▸ **WORK ORDER**: Restate, word for word, each record that follows.

Referring expression pointing data:
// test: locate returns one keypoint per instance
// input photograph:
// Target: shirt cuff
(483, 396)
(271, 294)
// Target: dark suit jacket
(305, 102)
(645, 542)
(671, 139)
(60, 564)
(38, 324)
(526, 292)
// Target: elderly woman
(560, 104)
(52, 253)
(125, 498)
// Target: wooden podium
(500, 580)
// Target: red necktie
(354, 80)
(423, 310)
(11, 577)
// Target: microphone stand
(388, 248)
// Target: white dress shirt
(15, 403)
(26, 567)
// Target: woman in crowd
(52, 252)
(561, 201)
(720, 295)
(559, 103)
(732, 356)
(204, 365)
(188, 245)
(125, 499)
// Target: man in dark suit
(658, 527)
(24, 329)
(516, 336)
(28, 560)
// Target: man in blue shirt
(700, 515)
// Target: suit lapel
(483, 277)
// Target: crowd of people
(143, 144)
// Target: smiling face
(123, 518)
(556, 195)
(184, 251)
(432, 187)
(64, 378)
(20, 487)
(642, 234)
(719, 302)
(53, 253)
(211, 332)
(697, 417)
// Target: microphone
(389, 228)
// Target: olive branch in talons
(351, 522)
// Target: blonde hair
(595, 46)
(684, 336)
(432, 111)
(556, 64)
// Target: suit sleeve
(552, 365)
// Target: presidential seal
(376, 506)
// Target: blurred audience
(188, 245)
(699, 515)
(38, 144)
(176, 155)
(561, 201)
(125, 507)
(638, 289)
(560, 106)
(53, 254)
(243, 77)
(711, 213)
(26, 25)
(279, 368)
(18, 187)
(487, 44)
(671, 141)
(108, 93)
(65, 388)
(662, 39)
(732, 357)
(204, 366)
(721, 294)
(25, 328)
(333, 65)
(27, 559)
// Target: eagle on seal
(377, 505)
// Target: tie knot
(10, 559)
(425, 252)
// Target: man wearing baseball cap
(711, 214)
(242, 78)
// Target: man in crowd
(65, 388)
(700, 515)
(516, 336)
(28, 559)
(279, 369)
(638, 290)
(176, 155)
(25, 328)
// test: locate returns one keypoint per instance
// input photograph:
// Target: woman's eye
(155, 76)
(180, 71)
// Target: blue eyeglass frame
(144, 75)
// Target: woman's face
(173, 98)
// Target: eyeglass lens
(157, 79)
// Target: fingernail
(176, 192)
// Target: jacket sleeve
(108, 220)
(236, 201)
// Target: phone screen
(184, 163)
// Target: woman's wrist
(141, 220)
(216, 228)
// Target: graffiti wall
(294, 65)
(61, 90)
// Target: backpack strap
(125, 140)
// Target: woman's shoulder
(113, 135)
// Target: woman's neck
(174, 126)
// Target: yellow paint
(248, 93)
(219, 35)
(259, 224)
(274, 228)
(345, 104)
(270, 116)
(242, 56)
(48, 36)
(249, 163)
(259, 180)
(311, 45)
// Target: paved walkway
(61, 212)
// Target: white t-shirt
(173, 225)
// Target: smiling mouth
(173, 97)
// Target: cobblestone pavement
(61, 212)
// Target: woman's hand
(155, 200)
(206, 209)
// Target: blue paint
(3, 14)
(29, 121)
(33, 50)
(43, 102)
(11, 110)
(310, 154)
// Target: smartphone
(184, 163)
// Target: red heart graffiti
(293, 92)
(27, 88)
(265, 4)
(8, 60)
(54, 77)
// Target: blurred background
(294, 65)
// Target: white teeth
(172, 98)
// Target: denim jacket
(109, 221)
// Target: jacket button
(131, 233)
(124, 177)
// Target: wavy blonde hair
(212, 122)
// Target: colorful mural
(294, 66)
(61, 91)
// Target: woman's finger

▸ **YOUR RESPONSE**:
// test: locate returns one keypoint per instance
// input photograph:
// Target: shirt cuff
(483, 396)
(271, 294)
// Target: dark suit jacket
(305, 102)
(645, 542)
(671, 139)
(60, 564)
(38, 324)
(526, 292)
// Target: elderly woman
(560, 104)
(52, 253)
(125, 498)
// Target: wooden podium
(500, 580)
// Target: red necktie
(354, 80)
(423, 310)
(11, 577)
// Target: microphone stand
(388, 248)
// Target: white dress shirt
(15, 403)
(26, 567)
// Target: woman in crowd
(52, 252)
(561, 201)
(720, 295)
(559, 103)
(732, 356)
(204, 365)
(188, 245)
(125, 499)
// Target: man in dark suit
(658, 527)
(24, 329)
(516, 336)
(28, 560)
// Target: man in blue shirt
(700, 515)
// Target: suit lapel
(483, 277)
// Target: crowd of people
(143, 144)
// Target: smiling face
(123, 518)
(556, 195)
(184, 251)
(432, 187)
(64, 378)
(20, 487)
(642, 234)
(719, 302)
(53, 253)
(211, 332)
(697, 417)
// Target: microphone
(389, 228)
// Target: olive branch in talons
(351, 522)
// Target: blonde hair
(595, 46)
(684, 336)
(432, 111)
(556, 64)
// Target: suit sleeve
(552, 365)
// Target: presidential seal
(376, 506)
// Target: blurred audience
(188, 245)
(699, 515)
(38, 144)
(176, 155)
(561, 201)
(125, 507)
(638, 289)
(560, 106)
(53, 254)
(243, 77)
(711, 213)
(26, 25)
(279, 368)
(18, 187)
(487, 44)
(671, 141)
(108, 93)
(65, 388)
(662, 39)
(732, 357)
(204, 366)
(721, 294)
(25, 328)
(333, 65)
(27, 559)
// Target: eagle on seal
(377, 505)
// Target: tie knot
(10, 559)
(425, 252)
// Target: man wearing baseball cap
(711, 214)
(242, 78)
// Target: man in crowd
(65, 388)
(700, 515)
(516, 336)
(28, 559)
(279, 369)
(638, 290)
(176, 155)
(25, 328)
// test: locate returns one keypoint per instance
// input photograph:
// Target: woman's eye
(155, 76)
(180, 71)
// Target: blue eyeglass frame
(144, 75)
// Target: woman's face
(173, 98)
// Target: eyeglass lens
(157, 79)
// Target: fingernail
(176, 192)
// Target: jacket sleeve
(108, 220)
(236, 201)
// Target: phone screen
(184, 163)
// Target: woman's wrist
(141, 220)
(216, 228)
// Target: graffiti wall
(294, 65)
(61, 90)
// Target: backpack strap
(125, 140)
// Target: woman's shoulder
(113, 135)
// Target: woman's neck
(174, 126)
// Target: yellow paint
(248, 93)
(219, 35)
(259, 224)
(274, 228)
(345, 104)
(270, 116)
(242, 56)
(48, 36)
(249, 163)
(259, 180)
(311, 45)
// Target: paved walkway
(61, 212)
// Target: white t-shirt
(173, 225)
// Target: smiling mouth
(173, 97)
// Target: cobblestone pavement
(61, 212)
// Target: woman's hand
(155, 200)
(206, 209)
// Target: blue paint
(3, 14)
(29, 121)
(33, 50)
(43, 102)
(11, 110)
(310, 154)
// Target: smartphone
(184, 163)
// Target: red heart graffiti
(293, 92)
(27, 88)
(265, 4)
(8, 60)
(54, 77)
// Target: blurred background
(294, 65)
// Target: white teeth
(172, 98)
// Target: denim jacket
(109, 221)
// Target: jacket button
(131, 233)
(124, 177)
// Target: wavy blonde hair
(212, 122)
// Target: colorful mural
(294, 66)
(61, 91)
// Target: woman's finger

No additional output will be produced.